The problem -
Please reproduce every one of the items below word for word.

Entries on locating named things:
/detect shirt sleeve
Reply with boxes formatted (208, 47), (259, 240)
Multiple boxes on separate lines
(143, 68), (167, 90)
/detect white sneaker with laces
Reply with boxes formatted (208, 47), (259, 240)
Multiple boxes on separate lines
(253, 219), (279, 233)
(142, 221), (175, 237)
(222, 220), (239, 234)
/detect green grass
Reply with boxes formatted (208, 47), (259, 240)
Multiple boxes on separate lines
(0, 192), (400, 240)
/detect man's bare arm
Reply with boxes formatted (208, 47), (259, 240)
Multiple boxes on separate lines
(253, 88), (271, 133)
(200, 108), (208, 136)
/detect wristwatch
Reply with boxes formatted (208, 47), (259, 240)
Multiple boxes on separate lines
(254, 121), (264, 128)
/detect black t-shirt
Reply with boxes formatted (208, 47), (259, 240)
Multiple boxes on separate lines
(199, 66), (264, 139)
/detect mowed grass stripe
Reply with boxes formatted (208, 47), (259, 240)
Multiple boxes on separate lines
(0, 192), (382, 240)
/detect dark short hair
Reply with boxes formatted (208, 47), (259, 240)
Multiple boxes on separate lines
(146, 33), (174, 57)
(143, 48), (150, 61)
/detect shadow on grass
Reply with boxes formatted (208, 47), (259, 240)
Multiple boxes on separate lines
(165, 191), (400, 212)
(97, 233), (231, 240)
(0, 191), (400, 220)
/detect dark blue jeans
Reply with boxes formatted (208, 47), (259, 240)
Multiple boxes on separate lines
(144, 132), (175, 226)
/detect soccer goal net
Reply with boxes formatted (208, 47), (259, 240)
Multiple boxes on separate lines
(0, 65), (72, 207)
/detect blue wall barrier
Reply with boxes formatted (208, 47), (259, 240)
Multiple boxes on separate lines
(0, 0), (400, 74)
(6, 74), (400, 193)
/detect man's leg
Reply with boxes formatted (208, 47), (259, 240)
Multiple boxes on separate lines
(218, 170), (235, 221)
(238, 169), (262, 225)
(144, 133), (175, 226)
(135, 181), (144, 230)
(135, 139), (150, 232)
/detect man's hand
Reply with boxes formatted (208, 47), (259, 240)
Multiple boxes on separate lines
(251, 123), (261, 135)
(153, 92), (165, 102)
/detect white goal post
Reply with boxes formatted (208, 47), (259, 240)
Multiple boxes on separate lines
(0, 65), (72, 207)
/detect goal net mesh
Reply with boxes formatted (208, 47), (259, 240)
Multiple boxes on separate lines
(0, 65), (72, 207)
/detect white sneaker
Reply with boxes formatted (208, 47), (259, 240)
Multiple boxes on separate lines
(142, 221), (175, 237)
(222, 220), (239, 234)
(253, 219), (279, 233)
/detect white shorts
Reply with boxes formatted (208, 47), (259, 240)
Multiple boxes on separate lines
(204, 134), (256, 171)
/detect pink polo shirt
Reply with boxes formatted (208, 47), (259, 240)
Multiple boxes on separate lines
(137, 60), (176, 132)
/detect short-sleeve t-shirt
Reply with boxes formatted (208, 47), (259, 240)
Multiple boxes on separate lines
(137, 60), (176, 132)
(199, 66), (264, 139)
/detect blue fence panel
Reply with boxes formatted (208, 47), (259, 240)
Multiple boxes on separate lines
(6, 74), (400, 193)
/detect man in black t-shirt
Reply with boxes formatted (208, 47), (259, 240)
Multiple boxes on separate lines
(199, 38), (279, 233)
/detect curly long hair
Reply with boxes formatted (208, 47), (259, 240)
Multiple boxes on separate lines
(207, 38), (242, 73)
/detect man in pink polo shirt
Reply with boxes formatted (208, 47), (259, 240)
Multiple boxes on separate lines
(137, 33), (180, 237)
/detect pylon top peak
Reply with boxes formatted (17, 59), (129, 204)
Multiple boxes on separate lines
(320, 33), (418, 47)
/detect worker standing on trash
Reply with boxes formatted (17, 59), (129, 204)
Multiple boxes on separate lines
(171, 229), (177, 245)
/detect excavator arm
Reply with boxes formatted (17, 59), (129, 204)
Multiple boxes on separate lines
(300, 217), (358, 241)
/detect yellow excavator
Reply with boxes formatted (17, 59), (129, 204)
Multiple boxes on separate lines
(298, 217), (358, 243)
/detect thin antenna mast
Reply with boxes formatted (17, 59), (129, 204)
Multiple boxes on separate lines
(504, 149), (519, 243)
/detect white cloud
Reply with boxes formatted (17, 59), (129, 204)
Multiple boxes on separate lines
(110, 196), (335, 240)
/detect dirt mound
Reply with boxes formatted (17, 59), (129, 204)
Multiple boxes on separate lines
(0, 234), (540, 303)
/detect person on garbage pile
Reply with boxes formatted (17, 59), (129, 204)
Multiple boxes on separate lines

Result of the task -
/detect shirt sleeve
Reply with boxes formatted (208, 47), (259, 240)
Multiple boxes on separate lines
(143, 68), (167, 90)
/detect white sneaker with laces
Reply with boxes formatted (208, 47), (259, 240)
Multiple boxes on separate lines
(253, 219), (279, 233)
(142, 221), (175, 237)
(222, 220), (239, 234)
/detect green grass
Reply with boxes formatted (208, 47), (259, 240)
Multiple boxes on separate lines
(0, 192), (400, 240)
/detect man's bare arm
Reply with boxes formatted (208, 47), (259, 240)
Multiple boxes on separate lines
(253, 88), (271, 133)
(200, 108), (208, 136)
/detect wristwatch
Reply with boxes formatted (208, 47), (259, 240)
Multiple boxes on separate lines
(254, 121), (264, 128)
/detect black t-shirt
Reply with boxes formatted (208, 47), (259, 240)
Multiple boxes on separate lines
(199, 66), (264, 139)
/detect mowed grass stripe
Reply with boxes formatted (208, 47), (259, 240)
Multiple boxes on separate lines
(0, 192), (382, 240)
/detect dark short hair
Reply with boxes formatted (208, 47), (259, 240)
Multiple boxes on separate lines
(146, 33), (174, 57)
(143, 48), (150, 61)
/detect shadow on grass
Reply with boxes formatted (208, 47), (259, 240)
Multiple boxes on separate lines
(165, 191), (400, 212)
(97, 233), (231, 240)
(0, 191), (400, 220)
/detect dark blue jeans
Reply with boxes formatted (208, 47), (259, 240)
Multiple boxes on separate lines
(144, 132), (175, 226)
/detect soccer goal net
Reply with boxes formatted (208, 47), (259, 240)
Multiple boxes on separate lines
(0, 65), (72, 207)
/detect blue wall barrier
Reply with boxes formatted (208, 47), (259, 240)
Multiple boxes on separate lines
(0, 0), (400, 74)
(6, 74), (400, 193)
/detect man's leg
Reply with boxes formatted (208, 47), (259, 240)
Multiple boxes on separate lines
(218, 170), (235, 221)
(238, 169), (262, 225)
(144, 133), (175, 226)
(135, 181), (144, 230)
(135, 139), (150, 232)
/detect man's hand
Reply with boxes formatted (208, 47), (259, 240)
Multiple boxes on separate lines
(251, 123), (261, 135)
(153, 92), (165, 102)
/detect white goal post
Reply with boxes formatted (208, 47), (259, 240)
Multiple boxes on separate lines
(0, 65), (72, 207)
/detect goal net mesh
Reply with boxes formatted (208, 47), (259, 240)
Multiple boxes on separate lines
(0, 65), (72, 207)
/detect white sneaker
Reply with boxes formatted (208, 47), (259, 240)
Multiple boxes on separate lines
(142, 221), (175, 237)
(222, 220), (239, 234)
(253, 219), (279, 233)
/detect white shorts
Reply with boxes formatted (208, 47), (259, 240)
Multiple boxes on separate lines
(204, 134), (256, 171)
/detect pink polo shirt
Reply with boxes formatted (208, 47), (259, 240)
Multiple boxes on separate lines
(137, 60), (176, 132)
/detect short-sleeve t-shirt
Reply with boxes formatted (208, 47), (259, 240)
Multiple boxes on separate lines
(137, 60), (176, 132)
(199, 66), (264, 139)
/detect blue fence panel
Reply with boxes formatted (208, 47), (259, 240)
Multiple boxes on separate lines
(6, 74), (400, 193)
/detect man in black t-shirt
Reply with boxes formatted (208, 47), (259, 240)
Multiple boxes on separate lines
(199, 38), (279, 233)
/detect curly long hair
Reply with boxes formatted (208, 47), (259, 240)
Multiple boxes on separate lines
(207, 38), (242, 73)
/detect man in pink polo shirt
Reply with boxes formatted (208, 47), (259, 240)
Multiple boxes on separate lines
(137, 33), (180, 237)
/detect pylon top peak
Reply with boxes formatted (17, 59), (129, 204)
Multiple boxes on separate lines
(320, 33), (418, 47)
/detect worker standing on trash
Reply with boxes formatted (17, 59), (129, 204)
Multiple boxes on separate lines
(171, 229), (177, 245)
/detect excavator arm
Reply with boxes formatted (17, 59), (129, 204)
Multiple boxes on separate lines
(300, 217), (358, 241)
/detect yellow excavator
Reply with boxes formatted (17, 59), (129, 204)
Multiple boxes on separate lines
(298, 217), (358, 243)
/detect thin antenna mast
Reply with boxes formatted (17, 59), (129, 204)
Multiple boxes on separate lines
(504, 149), (519, 243)
/detect white cloud
Reply with boxes formatted (17, 59), (129, 204)
Multiple boxes on separate lines
(110, 196), (335, 240)
/detect dirt mound
Reply with boxes formatted (17, 59), (129, 204)
Multiple boxes on separate lines
(0, 234), (540, 303)
/detect person on garbage pile
Reply with boxes formatted (17, 59), (129, 204)
Multiple boxes on separate lines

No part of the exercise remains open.